Problem statement
Every line that contains "point" must be located and copied from the data.
[[ Recorded information open ]]
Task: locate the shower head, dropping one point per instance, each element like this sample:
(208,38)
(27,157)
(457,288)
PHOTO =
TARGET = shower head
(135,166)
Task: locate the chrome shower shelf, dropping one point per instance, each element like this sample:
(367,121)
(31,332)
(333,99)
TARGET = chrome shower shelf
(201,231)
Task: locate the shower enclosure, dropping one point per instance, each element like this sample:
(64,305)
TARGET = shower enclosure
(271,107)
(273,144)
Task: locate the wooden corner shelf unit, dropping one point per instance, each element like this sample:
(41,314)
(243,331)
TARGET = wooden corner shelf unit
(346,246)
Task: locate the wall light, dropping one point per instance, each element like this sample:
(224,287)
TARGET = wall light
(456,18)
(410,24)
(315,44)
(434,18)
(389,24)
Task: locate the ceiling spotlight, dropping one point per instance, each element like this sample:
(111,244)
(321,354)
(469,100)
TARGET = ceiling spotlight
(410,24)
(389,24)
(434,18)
[[ Recorded information closed ]]
[[ Recorded information open ]]
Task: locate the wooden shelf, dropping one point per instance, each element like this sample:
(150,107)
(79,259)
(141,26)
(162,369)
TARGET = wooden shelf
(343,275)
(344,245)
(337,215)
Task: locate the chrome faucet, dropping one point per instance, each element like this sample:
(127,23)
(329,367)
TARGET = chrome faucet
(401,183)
[[ Recorded information closed ]]
Written answer
Task: locate the shower head, dropping one point per instance, each element like this sample:
Task: locate the chrome shower shelf, dropping one point per instance, each element like this sample:
Task: locate the shower enclosure, dropping one point per instance, each element like this sample:
Task: locate the wooden corner shelf unit, dropping one point per instance, each element like this sample:
Task: locate the wall light, dropping one point per instance, each element like this sample:
Task: locate the ceiling spotlight, dropping one point per instance, each element like this sample:
Task: locate the wooden shelf, dropping one point per instance, each element like this sample:
Task: locate the chrome faucet, dropping one point per instance, each element like this sample:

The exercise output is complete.